What to work on: Render every line of the material below as a JSON array of strings, one string per line, with blank lines omitted.

:::::

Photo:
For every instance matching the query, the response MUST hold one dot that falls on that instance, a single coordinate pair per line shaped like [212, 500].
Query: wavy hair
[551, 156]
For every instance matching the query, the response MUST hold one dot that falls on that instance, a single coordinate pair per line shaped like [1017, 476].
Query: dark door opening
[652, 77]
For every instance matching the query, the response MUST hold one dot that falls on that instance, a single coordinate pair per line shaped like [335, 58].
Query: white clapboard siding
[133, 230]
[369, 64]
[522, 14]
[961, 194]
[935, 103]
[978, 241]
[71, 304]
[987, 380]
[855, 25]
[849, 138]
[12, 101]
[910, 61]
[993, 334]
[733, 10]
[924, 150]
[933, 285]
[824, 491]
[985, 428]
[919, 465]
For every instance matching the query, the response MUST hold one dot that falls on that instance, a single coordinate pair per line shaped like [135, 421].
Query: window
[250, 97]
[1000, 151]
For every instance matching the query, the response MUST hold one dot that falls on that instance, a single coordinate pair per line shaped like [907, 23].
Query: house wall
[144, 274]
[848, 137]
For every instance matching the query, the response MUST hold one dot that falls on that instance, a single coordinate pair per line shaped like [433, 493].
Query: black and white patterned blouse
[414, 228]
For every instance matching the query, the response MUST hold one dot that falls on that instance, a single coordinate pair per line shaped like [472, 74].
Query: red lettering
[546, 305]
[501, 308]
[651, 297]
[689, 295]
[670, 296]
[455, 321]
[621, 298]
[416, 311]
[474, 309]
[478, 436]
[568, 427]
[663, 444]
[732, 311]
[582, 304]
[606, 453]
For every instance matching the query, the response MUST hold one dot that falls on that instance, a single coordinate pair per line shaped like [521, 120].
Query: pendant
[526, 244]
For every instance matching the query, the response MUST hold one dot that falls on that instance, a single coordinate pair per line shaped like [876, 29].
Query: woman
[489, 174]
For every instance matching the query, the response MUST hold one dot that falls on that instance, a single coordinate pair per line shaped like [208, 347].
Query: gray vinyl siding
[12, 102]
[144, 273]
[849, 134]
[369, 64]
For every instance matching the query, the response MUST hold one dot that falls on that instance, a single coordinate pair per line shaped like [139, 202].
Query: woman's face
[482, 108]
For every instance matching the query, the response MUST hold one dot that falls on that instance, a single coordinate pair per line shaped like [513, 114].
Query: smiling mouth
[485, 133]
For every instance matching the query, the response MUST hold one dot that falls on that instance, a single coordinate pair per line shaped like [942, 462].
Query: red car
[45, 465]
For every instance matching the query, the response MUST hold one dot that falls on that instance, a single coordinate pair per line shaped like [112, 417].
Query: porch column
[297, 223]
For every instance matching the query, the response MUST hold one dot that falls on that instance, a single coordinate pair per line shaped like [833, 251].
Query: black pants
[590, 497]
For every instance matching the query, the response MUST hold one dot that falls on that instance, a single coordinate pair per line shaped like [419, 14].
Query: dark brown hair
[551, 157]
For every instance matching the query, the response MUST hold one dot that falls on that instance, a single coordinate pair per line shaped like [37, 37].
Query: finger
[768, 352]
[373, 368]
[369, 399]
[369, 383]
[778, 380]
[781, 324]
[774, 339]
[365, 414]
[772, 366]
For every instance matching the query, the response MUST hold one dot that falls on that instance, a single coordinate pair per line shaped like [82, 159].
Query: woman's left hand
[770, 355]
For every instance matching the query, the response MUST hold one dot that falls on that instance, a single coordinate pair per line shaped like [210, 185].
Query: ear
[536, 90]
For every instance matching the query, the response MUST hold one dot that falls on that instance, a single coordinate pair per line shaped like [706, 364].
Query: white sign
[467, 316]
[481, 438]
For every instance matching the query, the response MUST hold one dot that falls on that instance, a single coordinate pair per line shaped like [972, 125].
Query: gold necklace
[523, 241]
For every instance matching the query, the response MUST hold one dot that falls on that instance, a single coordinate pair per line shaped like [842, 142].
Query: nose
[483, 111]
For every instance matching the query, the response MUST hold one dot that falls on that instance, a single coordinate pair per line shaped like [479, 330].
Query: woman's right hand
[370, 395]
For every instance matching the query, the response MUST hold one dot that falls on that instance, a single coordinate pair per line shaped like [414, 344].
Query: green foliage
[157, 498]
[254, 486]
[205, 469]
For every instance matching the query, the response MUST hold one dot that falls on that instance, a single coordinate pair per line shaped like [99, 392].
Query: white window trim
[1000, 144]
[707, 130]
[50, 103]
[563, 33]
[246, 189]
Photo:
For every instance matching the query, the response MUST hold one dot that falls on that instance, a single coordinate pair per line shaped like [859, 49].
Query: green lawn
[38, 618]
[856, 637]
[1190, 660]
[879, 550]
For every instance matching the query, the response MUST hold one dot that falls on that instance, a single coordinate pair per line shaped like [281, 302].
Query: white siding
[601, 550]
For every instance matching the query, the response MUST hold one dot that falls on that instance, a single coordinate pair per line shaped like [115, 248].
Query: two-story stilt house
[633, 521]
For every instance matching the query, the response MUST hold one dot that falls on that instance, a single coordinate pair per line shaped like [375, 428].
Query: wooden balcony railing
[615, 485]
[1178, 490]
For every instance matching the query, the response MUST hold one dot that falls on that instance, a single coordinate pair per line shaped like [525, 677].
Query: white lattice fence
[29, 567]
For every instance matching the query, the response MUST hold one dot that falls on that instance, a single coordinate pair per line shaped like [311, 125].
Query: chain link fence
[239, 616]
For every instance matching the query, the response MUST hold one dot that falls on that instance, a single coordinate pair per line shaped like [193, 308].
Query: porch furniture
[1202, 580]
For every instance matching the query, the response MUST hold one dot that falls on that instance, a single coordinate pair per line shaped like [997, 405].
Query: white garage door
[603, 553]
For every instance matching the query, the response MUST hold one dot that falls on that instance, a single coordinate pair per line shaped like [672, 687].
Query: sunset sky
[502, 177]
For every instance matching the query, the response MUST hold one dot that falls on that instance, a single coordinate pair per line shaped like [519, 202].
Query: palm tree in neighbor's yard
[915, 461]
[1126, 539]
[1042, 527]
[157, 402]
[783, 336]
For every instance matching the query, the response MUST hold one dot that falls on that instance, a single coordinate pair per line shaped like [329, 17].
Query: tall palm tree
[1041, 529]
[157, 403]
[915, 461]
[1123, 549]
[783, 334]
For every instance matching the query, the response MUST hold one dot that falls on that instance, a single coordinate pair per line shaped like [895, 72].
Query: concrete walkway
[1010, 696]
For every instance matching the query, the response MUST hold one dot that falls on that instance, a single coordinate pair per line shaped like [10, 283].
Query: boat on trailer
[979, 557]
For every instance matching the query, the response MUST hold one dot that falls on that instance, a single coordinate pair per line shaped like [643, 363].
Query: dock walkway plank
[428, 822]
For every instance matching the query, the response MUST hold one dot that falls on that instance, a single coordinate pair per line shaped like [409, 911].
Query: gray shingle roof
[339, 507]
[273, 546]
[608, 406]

:::::

Task result:
[
  "Photo:",
  "For every instance matching the query, the response MUST hold one dot that falls on that instance, a single coordinate pair per line shaped like [212, 500].",
  "Query: wavy hair",
  "[551, 156]",
  "For every instance matching the query, the response MUST hold one dot that falls on that instance, a single coordinate pair per line shaped like [1017, 476].",
  "Query: dark door opening",
  "[652, 77]",
  "For every instance matching the query, the response MUST hold one dot that falls on that instance, a single coordinate pair per line shaped like [335, 58].",
  "Query: white clapboard siding",
  "[133, 230]",
  "[369, 64]",
  "[522, 14]",
  "[961, 194]",
  "[935, 103]",
  "[978, 241]",
  "[71, 304]",
  "[987, 380]",
  "[855, 25]",
  "[849, 138]",
  "[12, 101]",
  "[910, 61]",
  "[993, 334]",
  "[733, 10]",
  "[924, 150]",
  "[933, 285]",
  "[824, 491]",
  "[985, 428]",
  "[919, 465]",
  "For every instance matching the query, the response MUST hold one dot that falls on that instance, a single coordinate pair per line shaped like [135, 421].",
  "Query: window",
  "[250, 97]",
  "[1000, 151]",
  "For every instance matching the query, the response MUST hold one dot that falls on that instance, a single coordinate pair per line shaped like [907, 23].",
  "Query: house wall",
  "[144, 274]",
  "[848, 137]",
  "For every instance matching the query, the response MUST hold one dot that falls on that instance, a single coordinate pair per line shaped like [433, 493].",
  "Query: black and white patterned blouse",
  "[414, 228]",
  "For every instance matching the query, the response MUST hold one dot that falls on that instance, a single coordinate pair per line shaped like [472, 74].",
  "Query: red lettering",
  "[546, 305]",
  "[501, 308]",
  "[651, 297]",
  "[689, 295]",
  "[670, 296]",
  "[455, 321]",
  "[621, 298]",
  "[416, 311]",
  "[474, 309]",
  "[478, 436]",
  "[568, 427]",
  "[663, 444]",
  "[732, 311]",
  "[582, 304]",
  "[606, 453]",
  "For every instance matching the query, the response MUST hold one dot that falls on that instance, a single coordinate pair per line shaped like [521, 120].",
  "Query: pendant",
  "[526, 244]",
  "For every instance matching the query, the response MUST hold one dot that falls on that instance, a single coordinate pair per line shaped like [876, 29].",
  "Query: woman",
  "[489, 174]",
  "For every instance matching the query, the response MUST hold one dot that falls on that instance, a single coordinate pair per line shaped like [208, 347].",
  "Query: gray vinyl siding",
  "[12, 102]",
  "[144, 273]",
  "[849, 134]",
  "[369, 64]",
  "For every instance matching the query, the response MUST hold one dot that falls on that instance, a single coordinate pair per line shaped like [139, 202].",
  "Query: woman's face",
  "[482, 108]",
  "For every instance matching the query, the response MUST hold one dot that falls on that instance, a single coordinate pair per line shaped like [513, 114].",
  "Query: smiling mouth",
  "[485, 133]",
  "For every instance matching the query, the response MUST hold one dot that falls on that instance, a single coordinate pair per line shaped like [942, 462].",
  "Query: red car",
  "[45, 465]",
  "For every instance matching the query, the response MUST hold one dot that falls on that instance, a single coordinate pair per line shaped like [112, 417].",
  "Query: porch column",
  "[297, 223]",
  "For every instance matching the query, the response MUST hold one dot that falls on that instance, a single coordinate pair per line shaped like [833, 251].",
  "Query: black pants",
  "[590, 497]",
  "For every instance matching the query, the response MUST hold one dot that falls on that instance, a single coordinate pair per line shaped like [419, 14].",
  "Query: dark brown hair",
  "[551, 157]",
  "For every instance matching the query, the response MUST hold one dot that falls on that instance, a single coordinate pair per line shaped like [37, 37].",
  "Query: finger",
  "[768, 352]",
  "[373, 368]",
  "[369, 399]",
  "[369, 383]",
  "[778, 380]",
  "[781, 324]",
  "[774, 339]",
  "[365, 414]",
  "[772, 366]",
  "For every instance matching the query, the response MUST hold one dot that falls on that instance, a single coordinate pair per line shaped like [82, 159].",
  "Query: woman's left hand",
  "[770, 355]",
  "For every instance matching the query, the response MUST hold one dot that falls on that instance, a single coordinate pair per line shaped like [210, 185].",
  "Query: ear",
  "[536, 90]",
  "For every instance matching the query, the response MUST hold one dot that falls on that instance, a single coordinate pair per line shaped like [706, 364].",
  "Query: white sign",
  "[467, 316]",
  "[481, 438]",
  "For every instance matching the query, the response MUST hold one dot that falls on that instance, a single coordinate pair per line shaped like [972, 125].",
  "Query: gold necklace",
  "[523, 241]",
  "For every instance matching the query, the response MUST hold one dot that falls on that instance, a single coordinate pair per line shaped like [842, 142].",
  "Query: nose",
  "[483, 111]",
  "For every instance matching the query, the response MUST hold one dot that falls on that instance, a single coordinate pair per line shaped like [479, 330].",
  "Query: woman's right hand",
  "[370, 395]",
  "For every instance matching the query, the response MUST hold one dot that falls on that instance, a single coordinate pair per line shaped like [414, 344].",
  "Query: green foliage",
  "[157, 498]",
  "[254, 486]",
  "[205, 469]",
  "For every instance matching the query, the response MUST hold one dot that falls on that instance, a single coordinate pair per line shaped like [99, 392].",
  "Query: white window trim",
  "[1000, 144]",
  "[707, 130]",
  "[50, 103]",
  "[563, 33]",
  "[246, 189]",
  "Photo:",
  "For every instance matching the query, the response MUST hold one dot that falls on that instance, a single coordinate pair per line shaped like [859, 49].",
  "Query: green lawn",
  "[38, 618]",
  "[856, 637]",
  "[1190, 660]",
  "[879, 550]",
  "For every instance matching the query, the response MUST hold one dot that falls on that instance, a single coordinate pair per line shaped like [281, 302].",
  "Query: white siding",
  "[601, 550]",
  "For every instance matching the query, the response MUST hold one dot that falls on that instance, a single coordinate pair per line shaped like [115, 248].",
  "Query: two-story stilt house",
  "[633, 521]",
  "For every instance matching the query, the response MUST hold one dot that falls on that instance, a single coordinate pair per line shaped like [375, 428].",
  "Query: wooden balcony railing",
  "[615, 485]",
  "[1178, 490]",
  "For every instance matching the query, the response MUST hold one dot that falls on that instance, a single coordinate pair per line shaped like [525, 677].",
  "Query: white lattice fence",
  "[29, 567]",
  "For every instance matching the query, the response MUST hold one dot that falls on that instance, a single coordinate pair per line shaped like [311, 125].",
  "Query: chain link fence",
  "[239, 616]",
  "For every instance matching the query, the response MUST hold one dot that falls on that instance, a single coordinate pair per line shaped like [193, 308].",
  "Query: porch furniture",
  "[1202, 580]",
  "For every instance matching the query, the response MUST hold one dot that falls on that instance, a single coordinate pair per line shaped like [997, 405].",
  "Query: white garage door",
  "[603, 553]",
  "For every instance matching the query, the response MUST hold one dot that falls on that instance, a single coordinate pair per line shaped like [672, 687].",
  "Query: sunset sky",
  "[502, 177]",
  "For every instance matching the query, the response MUST hold one dot that falls on that instance, a single coordinate pair per line shaped like [519, 202].",
  "Query: palm tree in neighbor's yard",
  "[915, 461]",
  "[1126, 539]",
  "[1042, 527]",
  "[157, 402]",
  "[783, 336]",
  "For every instance matching the query, the response MUST hold one dot that falls on that instance, a single coordinate pair per line shaped like [329, 17].",
  "Query: tall palm tree",
  "[1041, 529]",
  "[157, 403]",
  "[915, 461]",
  "[1123, 549]",
  "[783, 334]",
  "For every instance matching the query, the response MUST hold one dot that falls on that instance, a single coordinate pair per line shaped like [895, 72].",
  "Query: concrete walkway",
  "[1010, 696]",
  "For every instance matching the query, the response MUST hold one dot that falls on that instance, a single coordinate pair per line shaped like [10, 283].",
  "Query: boat on trailer",
  "[979, 557]",
  "For every instance matching the query, the response MUST hold one dot that falls on that instance, a single coordinate pair per line shaped like [643, 363].",
  "Query: dock walkway plank",
  "[428, 822]",
  "For every instance matching the query, the response MUST hold one dot that falls on that instance, a single coordinate pair per line shaped like [409, 911].",
  "Query: gray shingle roof",
  "[339, 507]",
  "[273, 546]",
  "[608, 406]"
]